> [What to produce] Starting at the line containing "Place one point per instance of the green tree" and continuing through the end of the records, reproduce every line character for character, including that first line.

+ + + +

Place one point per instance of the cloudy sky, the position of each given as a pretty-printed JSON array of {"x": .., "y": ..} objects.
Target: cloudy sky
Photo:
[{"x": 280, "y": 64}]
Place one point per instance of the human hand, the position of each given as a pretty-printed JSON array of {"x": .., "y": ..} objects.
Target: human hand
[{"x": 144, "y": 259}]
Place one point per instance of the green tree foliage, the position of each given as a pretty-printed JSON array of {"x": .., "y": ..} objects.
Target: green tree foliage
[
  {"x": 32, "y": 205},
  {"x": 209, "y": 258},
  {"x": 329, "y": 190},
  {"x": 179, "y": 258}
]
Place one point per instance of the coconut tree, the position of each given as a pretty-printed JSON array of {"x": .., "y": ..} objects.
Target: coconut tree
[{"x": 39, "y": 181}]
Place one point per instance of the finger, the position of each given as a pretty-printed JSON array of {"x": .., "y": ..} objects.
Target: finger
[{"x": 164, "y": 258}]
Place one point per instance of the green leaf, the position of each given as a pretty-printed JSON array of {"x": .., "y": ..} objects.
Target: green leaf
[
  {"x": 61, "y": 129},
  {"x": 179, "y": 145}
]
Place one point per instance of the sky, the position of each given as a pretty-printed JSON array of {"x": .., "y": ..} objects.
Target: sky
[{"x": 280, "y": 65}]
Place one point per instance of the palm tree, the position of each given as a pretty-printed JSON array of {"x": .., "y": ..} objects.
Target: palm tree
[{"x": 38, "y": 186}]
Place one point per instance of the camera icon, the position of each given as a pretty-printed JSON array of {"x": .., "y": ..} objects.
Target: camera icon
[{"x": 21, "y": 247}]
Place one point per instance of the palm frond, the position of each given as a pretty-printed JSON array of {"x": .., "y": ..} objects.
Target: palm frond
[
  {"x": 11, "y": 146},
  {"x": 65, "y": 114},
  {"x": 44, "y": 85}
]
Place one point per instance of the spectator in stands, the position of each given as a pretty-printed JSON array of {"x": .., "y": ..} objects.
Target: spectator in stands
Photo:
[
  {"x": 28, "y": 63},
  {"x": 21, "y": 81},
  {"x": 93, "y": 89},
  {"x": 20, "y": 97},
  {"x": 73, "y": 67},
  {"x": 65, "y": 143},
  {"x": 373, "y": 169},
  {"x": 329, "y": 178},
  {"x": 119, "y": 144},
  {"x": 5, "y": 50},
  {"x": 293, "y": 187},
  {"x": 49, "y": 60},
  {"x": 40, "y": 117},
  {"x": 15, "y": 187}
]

+ + + +

> [Final result]
Place one point per instance of the green tree foliage, the position of each given as a pretty-printed JSON array of {"x": .., "y": ..} objects.
Target: green tree foliage
[
  {"x": 32, "y": 205},
  {"x": 209, "y": 258},
  {"x": 329, "y": 190},
  {"x": 179, "y": 258}
]
Place one point per instance of the coconut tree, the position of each given as a pretty-printed JSON array of {"x": .., "y": ..} objects.
Target: coconut tree
[{"x": 39, "y": 181}]
Place one point per instance of the finger, the position of each given as a pretty-printed JSON array of {"x": .., "y": ..} objects.
Target: finger
[{"x": 164, "y": 258}]
Place one point per instance of the green leaf, the position of each given as a pretty-printed JSON array of {"x": .., "y": ..} objects.
Target: green leaf
[
  {"x": 61, "y": 129},
  {"x": 179, "y": 145}
]
Place one point per instance of the sky, the position of each given as a pretty-printed JSON array of {"x": .., "y": ..} objects.
Target: sky
[{"x": 280, "y": 65}]
Place one point per instance of the palm tree, the position of each given as a pretty-printed JSON array of {"x": .., "y": ..} objects.
Target: palm tree
[{"x": 38, "y": 186}]
Place one point per instance of the camera icon, the position of each given as a pretty-printed JSON array of {"x": .., "y": ..} objects.
Target: camera icon
[{"x": 21, "y": 247}]
Place one point per instance of the palm frond, the position of each given as a pretty-printed JSON array of {"x": .., "y": ..} objects.
Target: palm frond
[
  {"x": 11, "y": 146},
  {"x": 65, "y": 114},
  {"x": 44, "y": 85}
]
Place one point per instance of the spectator in stands, the position of each given as a pretty-printed JSON array of {"x": .., "y": ..} objects.
Target: spectator in stands
Photo:
[
  {"x": 28, "y": 63},
  {"x": 21, "y": 81},
  {"x": 93, "y": 89},
  {"x": 20, "y": 97},
  {"x": 73, "y": 67},
  {"x": 65, "y": 143},
  {"x": 373, "y": 169},
  {"x": 329, "y": 178},
  {"x": 119, "y": 144},
  {"x": 5, "y": 50},
  {"x": 293, "y": 187},
  {"x": 49, "y": 60},
  {"x": 40, "y": 117},
  {"x": 15, "y": 187}
]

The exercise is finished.